[PROBLEM DETAILS]
Summarize the genealogy text below in two sentences.
## start TEXT PASSAGE
He was everything his father wasn’t – one of the most successful monarchs of the middle ages. He married Philippa of Hainault (DA). Per westminster-abbey.org “Philippa of Hainault was born in 1314 and often accompanied Edward on his foreign expeditions. She died in 1369. The king was devoted to her and spent about £3,000 on her tomb in the Confessor’s chapel at the Abbey. The queen’s alabaster effigy, by Hennequin of Liège, is undoubtedly a portrait. She originally held the string of her cloak in one hand and a sceptre but the hands are now broken. The tomb has been much mutilated over the centuries and most of its decoration has disappeared and there is no inscription.”
“The king himself died soon after of a stroke on 21 June 1377 and was buried near his wife in the chapel of St Edward the Confessor in the Abbey. The wooden effigy carried at his funeral is preserved in the Abbey Museum and is thought to be taken from a death mask.”
They had 14 children – some died as infants and one died of the Black Death. One who survived was …
John of Gaunt, Plantagenet Duke (DA).
He was born Mar Mar 1340 in St Bavon’s Abbey, Ghent, Flanders. He married Constance of Castile for political and dynastic reasons. After she died he married his true love Katherine to legitimize their relationship and their children.
(Katherine’s sister was the wife of Geoffrey Chaucer.) John married Catherine Swynford Roet (DA) Duchess on 13 Jan 1396 in Lincoln Cathedral. King Richard legitimized their children under English law, but stipulated they were not eligible for royal succession. (That didn’t stop Katherine’s great-great grandson Henry VII from winning the crown.)
Between them, John and Katherine started the Tudor and Yorkist Royal Houses; most of the European Royal Houses trace their origins back to them through intermarriage.
Katherine and John fulfilled an ancient prophecy of Merlin: “thou shalt get kings though thou be none!” This was the problem Henry VII and Henry VIII had to deal with; we share their line to at least here. I’m too tired to figure out exactly where the lines separate …
I’m going to skim the rest of our line to Lady Elizabeth Brooke, since I don’t think we have Westminster connections again until our ancestors served the Tudors. When Henry VIII “hit on” our Lady Elizabeth Brooke, he was hitting on a distant cousin. Pffft, typical Tudor.
Our line from John of Gaunt and Catherine Swynford comes through:
Joan De Beaufort who married Ralph Neville, 1st Earl of Westmoreland
Their son Sir Edward Neville married Catherine Howard. (Yes, THE Howards.)
Their daughter Margaret Neville married John Brooke, Lord Cobham, 7th Baron of Cobham.
Their son Thomas Brooke, Lord Cobham, 8th Baron of Cobham married Dorothy HEYDEN or Haydon. Dorothy was the daughter of Sir Henry Heydon and Ann Boleyn; Anne Boleyn was the daughter of Sir Geoffrey Boleyn. (Thus, relatives of THE Boleyns.)
Thomas and Dorothy’s daughter was our Lady Elizabeth Brooke who married Sir Thomas Wyatt the Poet!!
That’s it. Hope you enjoy our connection to Westminster on this lovely wedding day. (I flew through it to get it done before midnight – please send me a note if you spot errors.) I didn’t take time to go through and check for all the christenings.
## end TEXT PASSAGE
## start DATA ENTRIES
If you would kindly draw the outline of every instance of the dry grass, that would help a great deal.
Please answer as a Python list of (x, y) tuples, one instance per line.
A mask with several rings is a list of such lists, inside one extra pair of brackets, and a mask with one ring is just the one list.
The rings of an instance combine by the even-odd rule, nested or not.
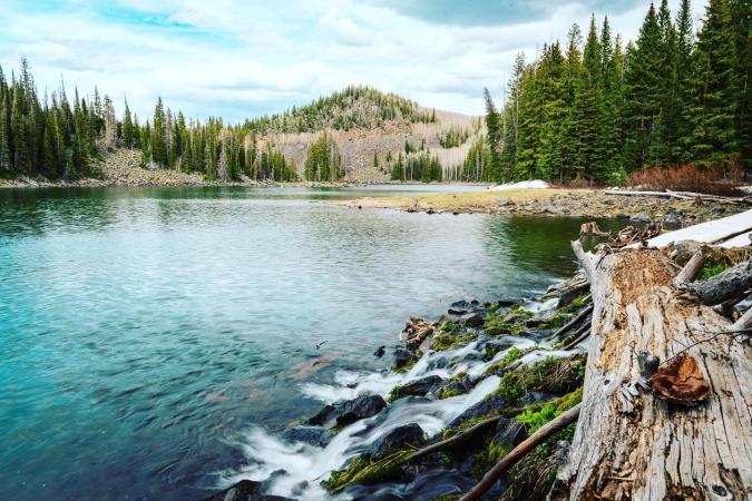
[(743, 175), (743, 170), (735, 164), (713, 167), (682, 164), (637, 170), (629, 175), (626, 185), (655, 190), (739, 195), (736, 188), (742, 185)]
## end DATA ENTRIES
[WRITTEN ANSWER]
King Edward married Philippa of Hainault and was buried near her in the chapel of St Edward the Confessor in the Abbey, and one of their surviving children was John of Gaunt, who married Catherine Swynford in Lincoln Cathedral on 13 January 1396 and with her started the Tudor and Yorkist Royal Houses. The line traced from John and Catherine runs through Joan De Beaufort, the Nevilles and the Brookes, Lords Cobham, down to Lady Elizabeth Brooke, who married Sir Thomas Wyatt the Poet.